--- begin Data ---
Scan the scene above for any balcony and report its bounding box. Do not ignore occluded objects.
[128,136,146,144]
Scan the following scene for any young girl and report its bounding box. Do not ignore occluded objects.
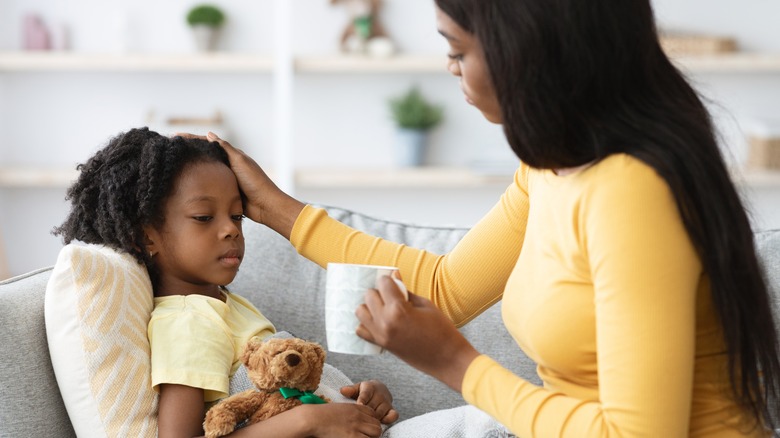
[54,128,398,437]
--- end Data ---
--- begin Data ---
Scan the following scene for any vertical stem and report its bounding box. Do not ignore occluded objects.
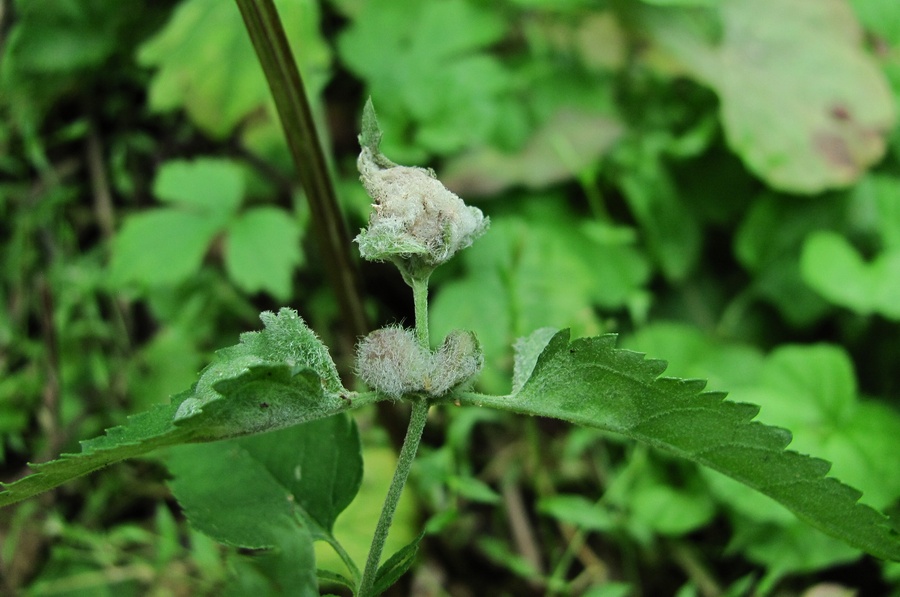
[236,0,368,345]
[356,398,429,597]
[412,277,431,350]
--- end Data ---
--- begin Data ---
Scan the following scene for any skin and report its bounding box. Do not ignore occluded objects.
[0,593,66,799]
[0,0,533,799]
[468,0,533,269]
--- end Data ---
Please copy the listing from the line with "Scan the scene" to the line with "[54,128,398,437]", including both of those lines. Leave out the pictures.

Scan the scene above for any balcony and report its bounding box. Do not ignore occluded objects.
[128,136,146,144]
Scan the following scene for any young girl and report its bounding box. Do not ignore occluded objects.
[54,128,398,437]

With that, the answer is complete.